## PROBLEMS TO WORK ON
- A) Reproduce the part of the Sammy Hagar article that runs from "Former Van Halen" up to and including "life in fear.".
- B) Write the next part of the Sammy Hagar article, picking up after its final sentence.

## QUOTED PASSAGE
Former Van Halen frontman Sammy Hagar says he has no problem playing concerts before there's a COVID-19 vaccine, and insists that he'd rather get sick and die than live his life in fear.
What are the details?
In an interview with Rolling Stone, Hagar said that he's willing to sacrifice himself for the American economy.
"I'll be comfortable playing a show before there's a vaccine, if it's declining and seems to be going away," he promised. "I'm going to make a radical statement here. This is hard to say without stirring somebody up, but truthfully, I'd rather personally get sick and even die, if that's what it takes."
Hagar explained that the economy is one of the most important things worth fighting for.
"We have to save the world and this country from this economic thing that's going to kill more people in the long run," he reasoned. "I would rather see everyone go back to work. If some of us have to sacrifice on that, OK. I will die for my children and my grandchildren to have a life anywhere close to the life that I had in this wonderful country."
He concluded by pointing out that the time will surely come when people are forced to choose sacrifice.

[Collected data]
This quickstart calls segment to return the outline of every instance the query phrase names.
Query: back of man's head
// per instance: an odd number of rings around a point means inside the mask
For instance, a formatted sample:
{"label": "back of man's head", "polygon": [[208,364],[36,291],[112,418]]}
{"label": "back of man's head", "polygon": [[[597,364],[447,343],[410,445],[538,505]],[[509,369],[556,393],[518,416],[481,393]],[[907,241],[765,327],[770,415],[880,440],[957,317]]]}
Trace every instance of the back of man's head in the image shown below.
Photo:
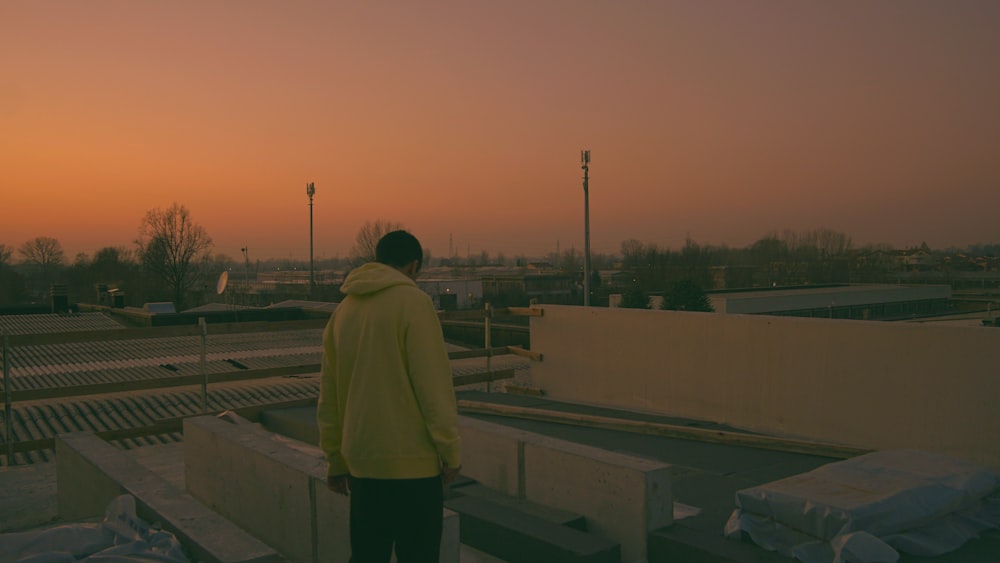
{"label": "back of man's head", "polygon": [[386,233],[375,246],[375,261],[395,268],[402,268],[417,261],[417,269],[424,262],[424,250],[417,237],[406,231]]}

## ACTIVITY ANSWERS
- A)
Former Van Halen frontman Sammy Hagar says he has no problem playing concerts before there's a COVID-19 vaccine, and insists that he'd rather get sick and die than live his life in fear.

- B)
"That's just the way that I feel about it," he added. "I'm not going to go around spreading the disease. But there may be a time where we have to sacrifice. I mean, how many people die on the Earth every day? I have no idea. I'm sorry to say it, but we all gotta die, man."
In May, Hagar said that he was growing very tired of being under mandatory lockdown amid the coronavirus pandemic.
Hagar explained that he did some serious soul-searching during the weeks in isolation.
"[Y]ou know what I thought of?" he said. "I thought, 'You know what? I've had the best life of any human being on this planet. If the damn thing wants to come and get me and kill me, let it be. Life isn't gonna be any better from this day on for the rest of my life than it has been."
He added, "I swear to you: I came to grips with it, and I was not afraid. I didn't want to get anyone else contagious if I had it, but I don't have it — I'm healthy as a freakin' tick."
"[T]hen I got jumped up about it," he concluded. "I said, 'This is bullcrap, people being afraid and staying away from their own children and their own parents.' It just took the love out of families. I hate it. I don't say the word 'hate' very much, but I hate this freakin' coronavirus crap. And I'm not afraid of it, and I'm not locking down anymore."